§ **Problems and tasks**:
a: List every phrase that appears inside quotation marks in the text on the kingdom "not from this world."
b: From the text on the kingdom "not from this world," transcribe everything from "Pilate too could" down to "can be found.".

Pilate too could have joined this company. But he doesn’t wait for his question to be answered. What if he had? Would he have changed his mind? That has to be our question, too, as we are confronted by the majesty of Jesus who is the embodiment of the truth at the heart of all life. If we are serious about our citizenship of this kingdom not from this world, then we must purify our vision of the truth. For the king who embodies it has only one throne where he summons us to accept his just and gentle rule. His regalia of a crown of thorns and purple robe show us where his throne can be found.
The cross is where this kingdom “not from here” is finally revealed. There is, indeed, a collision of empires here. But it is more than the meeting of the power of force with the power of love. It is the verdict of truth on all falsehood and fantasy. “Now is the judgment of this world; now the ruler of this world will be driven out”. And “those who belong to the truth”, who want to hear the voice of their king, know where to go and listen. This is what it means to be citizens of God, and therefore, citizens of everywhere, a people who inherit the earth because they understand how all human loyalties and commitments are subject to God’s just and gentle rule. Only this kingdom “not from this world” makes ultimate claims upon us. All other loyalties are provisional. In whatever way we understand our human citizenship, it can never make absolute demands of us. No human institution, including our nation, can usurp God’s authority. We certainly can’t “vow to thee my country all earthly things above” unless we’ve first pledged our ultimate loyalty to that “other country” of verse 2 of that much-loved but problematic hymn, that other country whose “ways are ways of gentleness, and all her paths are peace”. Perhaps we can go even further. Could it be that we must be willing in our hearts to become citizens of nowhere if we truly desire to embrace God’s citizenship, and so inherit our citizenship of everywhere? Is this an aspect of what John means about the grain needing to fall into the earth and die? I’m saying that all human relationships, identity and belonging are subject to the scrutiny and judgment of God. It’s a hard saying, but in the end, I think, a merciful one.

§ **Input data**:

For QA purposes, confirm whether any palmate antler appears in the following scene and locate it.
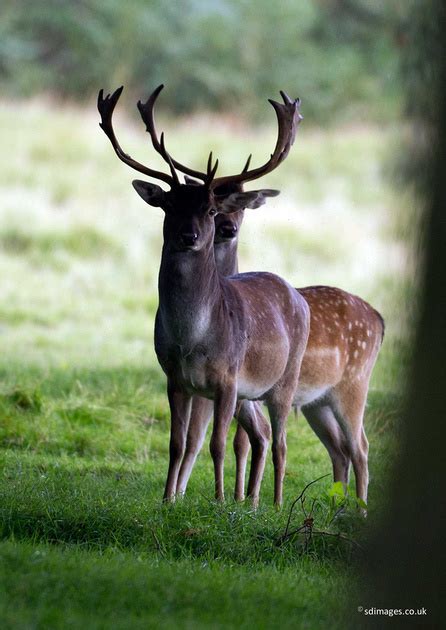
[98,85,303,190]
[212,91,303,188]
[98,86,180,188]
[138,85,303,189]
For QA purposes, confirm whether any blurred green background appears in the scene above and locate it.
[0,0,412,125]
[0,0,426,628]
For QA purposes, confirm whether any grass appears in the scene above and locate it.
[0,102,416,629]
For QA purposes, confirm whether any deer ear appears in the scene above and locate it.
[184,175,201,186]
[132,179,165,208]
[217,189,280,214]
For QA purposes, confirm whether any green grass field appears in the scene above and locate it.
[0,99,417,629]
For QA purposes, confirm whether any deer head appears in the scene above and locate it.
[98,85,302,251]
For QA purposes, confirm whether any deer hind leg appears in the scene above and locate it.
[209,384,237,501]
[332,382,369,502]
[268,400,291,507]
[233,422,250,501]
[164,385,192,501]
[302,403,350,485]
[176,396,214,494]
[236,400,271,506]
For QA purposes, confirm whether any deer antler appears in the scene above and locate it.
[137,84,209,182]
[211,91,303,189]
[98,86,179,188]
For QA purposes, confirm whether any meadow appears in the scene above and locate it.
[0,93,418,629]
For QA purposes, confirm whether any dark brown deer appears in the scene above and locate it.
[98,86,309,504]
[178,207,384,503]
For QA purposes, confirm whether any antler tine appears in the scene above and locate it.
[160,132,180,185]
[242,153,252,173]
[204,157,218,188]
[137,84,207,181]
[98,86,175,186]
[212,91,303,188]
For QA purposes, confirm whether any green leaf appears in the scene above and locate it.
[328,481,345,497]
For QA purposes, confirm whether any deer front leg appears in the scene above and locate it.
[237,400,271,506]
[164,385,192,501]
[176,396,214,494]
[209,384,237,501]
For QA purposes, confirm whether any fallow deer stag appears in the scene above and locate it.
[177,200,384,502]
[98,86,310,504]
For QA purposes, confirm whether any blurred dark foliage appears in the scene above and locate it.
[360,0,446,629]
[0,0,414,124]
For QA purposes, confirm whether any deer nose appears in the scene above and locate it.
[218,221,237,238]
[181,232,198,247]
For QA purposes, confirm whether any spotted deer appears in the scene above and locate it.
[98,86,310,504]
[178,205,384,502]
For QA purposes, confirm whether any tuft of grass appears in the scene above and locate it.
[0,226,120,258]
[0,388,42,414]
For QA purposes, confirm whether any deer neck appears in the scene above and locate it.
[158,245,222,350]
[214,238,238,276]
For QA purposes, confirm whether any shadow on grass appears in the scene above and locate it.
[0,459,366,566]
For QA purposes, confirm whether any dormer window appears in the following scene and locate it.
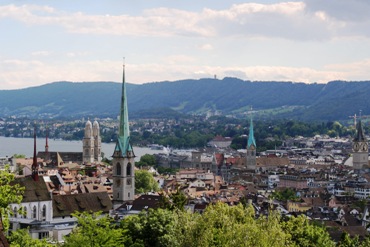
[116,163,122,176]
[126,163,132,176]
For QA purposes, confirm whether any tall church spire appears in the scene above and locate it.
[354,119,366,142]
[246,107,257,172]
[112,58,135,206]
[115,60,133,157]
[247,109,256,149]
[32,125,39,181]
[45,128,49,154]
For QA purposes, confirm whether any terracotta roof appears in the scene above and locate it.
[12,176,51,202]
[53,192,112,217]
[256,157,289,166]
[131,195,162,211]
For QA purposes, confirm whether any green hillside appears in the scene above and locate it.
[0,78,370,120]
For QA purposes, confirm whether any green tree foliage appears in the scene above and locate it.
[183,203,289,247]
[282,216,335,247]
[8,229,54,247]
[135,170,159,193]
[159,189,188,211]
[13,154,26,159]
[0,166,24,230]
[122,209,179,247]
[135,154,157,167]
[271,188,299,202]
[63,212,125,247]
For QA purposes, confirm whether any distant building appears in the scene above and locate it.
[352,120,369,172]
[246,114,257,171]
[82,120,101,163]
[208,135,233,148]
[112,65,135,209]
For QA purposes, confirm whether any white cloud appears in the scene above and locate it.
[199,44,213,51]
[0,59,370,89]
[0,0,370,40]
[31,51,51,57]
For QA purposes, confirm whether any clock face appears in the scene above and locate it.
[353,142,359,151]
[362,143,368,152]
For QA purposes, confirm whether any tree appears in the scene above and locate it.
[135,170,159,193]
[135,154,157,167]
[13,154,26,159]
[282,215,335,247]
[271,188,299,202]
[0,166,24,231]
[9,229,54,247]
[121,209,180,247]
[63,212,126,247]
[159,188,188,211]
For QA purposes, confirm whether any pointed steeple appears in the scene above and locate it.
[353,119,366,142]
[247,109,257,149]
[114,60,133,157]
[45,128,49,154]
[32,125,39,181]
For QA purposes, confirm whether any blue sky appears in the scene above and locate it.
[0,0,370,89]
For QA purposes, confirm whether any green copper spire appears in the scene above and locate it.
[247,112,257,149]
[115,60,132,157]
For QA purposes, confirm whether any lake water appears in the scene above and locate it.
[0,136,161,161]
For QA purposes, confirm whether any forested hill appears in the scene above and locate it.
[0,78,370,120]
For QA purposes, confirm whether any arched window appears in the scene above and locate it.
[116,163,122,175]
[32,206,37,219]
[126,163,132,176]
[42,205,46,220]
[13,207,18,218]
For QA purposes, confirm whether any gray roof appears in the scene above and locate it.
[53,192,112,217]
[12,176,51,202]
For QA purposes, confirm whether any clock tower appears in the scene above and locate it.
[352,120,369,172]
[112,60,135,209]
[246,112,257,171]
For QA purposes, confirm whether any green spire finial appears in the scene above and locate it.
[247,107,257,149]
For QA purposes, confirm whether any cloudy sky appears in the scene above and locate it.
[0,0,370,89]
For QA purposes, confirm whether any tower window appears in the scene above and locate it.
[126,163,132,176]
[13,207,18,218]
[32,206,37,219]
[116,163,122,176]
[42,205,46,220]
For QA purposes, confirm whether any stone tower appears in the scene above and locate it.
[82,120,94,163]
[112,60,135,209]
[352,120,369,172]
[93,120,101,162]
[246,115,257,171]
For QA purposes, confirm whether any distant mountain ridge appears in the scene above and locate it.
[0,78,370,121]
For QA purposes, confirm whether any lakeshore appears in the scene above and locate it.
[0,136,161,161]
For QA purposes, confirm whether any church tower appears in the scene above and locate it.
[352,119,369,172]
[246,112,257,171]
[82,120,94,163]
[93,120,101,162]
[112,61,135,206]
[32,126,39,182]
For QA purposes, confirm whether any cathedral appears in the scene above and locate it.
[352,120,369,173]
[112,62,135,209]
[246,113,257,171]
[82,120,101,163]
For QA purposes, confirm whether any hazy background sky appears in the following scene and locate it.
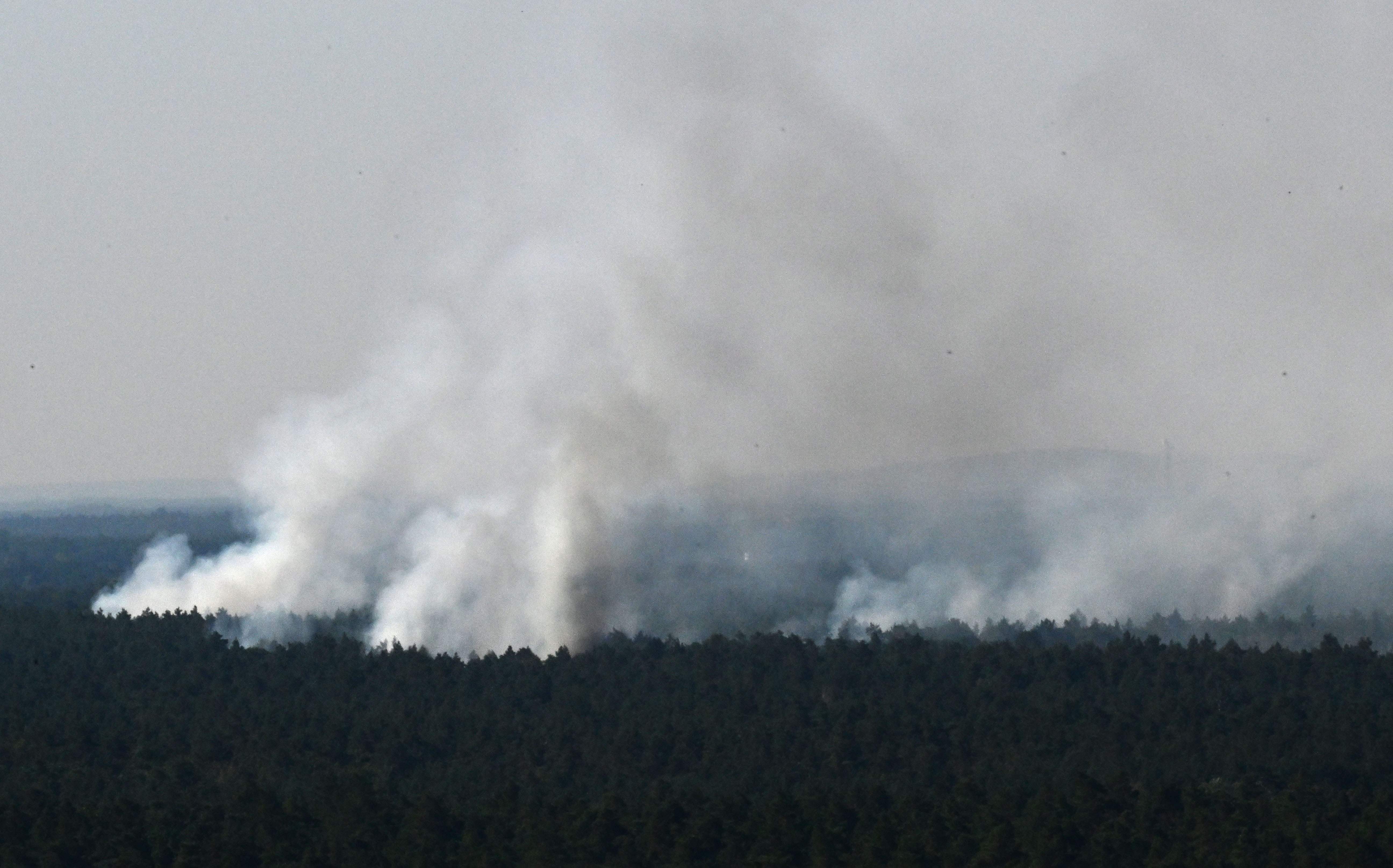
[0,1,1393,486]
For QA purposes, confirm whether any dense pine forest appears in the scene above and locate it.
[0,512,1393,867]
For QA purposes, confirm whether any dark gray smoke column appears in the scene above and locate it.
[96,4,1393,649]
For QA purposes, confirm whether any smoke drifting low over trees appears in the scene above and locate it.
[90,0,1393,654]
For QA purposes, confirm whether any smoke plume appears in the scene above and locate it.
[93,3,1393,651]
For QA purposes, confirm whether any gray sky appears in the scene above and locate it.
[0,1,1393,486]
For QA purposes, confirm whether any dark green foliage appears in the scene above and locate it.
[0,606,1393,867]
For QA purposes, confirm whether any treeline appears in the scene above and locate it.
[0,510,246,609]
[0,606,1393,865]
[839,606,1393,652]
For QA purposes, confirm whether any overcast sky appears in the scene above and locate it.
[0,1,1393,486]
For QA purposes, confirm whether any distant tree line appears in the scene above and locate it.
[0,605,1393,867]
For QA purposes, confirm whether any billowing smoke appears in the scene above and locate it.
[95,3,1393,651]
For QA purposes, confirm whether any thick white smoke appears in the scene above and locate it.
[95,4,1393,651]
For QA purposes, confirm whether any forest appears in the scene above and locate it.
[0,512,1393,867]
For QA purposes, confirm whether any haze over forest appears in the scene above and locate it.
[0,1,1393,652]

§ **Answer list**:
a:
1. "not from here"
2. "Now is the judgment of this world; now the ruler of this world will be driven out"
3. "those who belong to the truth"
4. "not from this world"
5. "vow to thee my country all earthly things above"
6. "other country"
7. "ways are ways of gentleness, and all her paths are peace"

b:
Pilate too could have joined this company. But he doesn’t wait for his question to be answered. What if he had? Would he have changed his mind? That has to be our question, too, as we are confronted by the majesty of Jesus who is the embodiment of the truth at the heart of all life. If we are serious about our citizenship of this kingdom not from this world, then we must purify our vision of the truth. For the king who embodies it has only one throne where he summons us to accept his just and gentle rule. His regalia of a crown of thorns and purple robe show us where his throne can be found.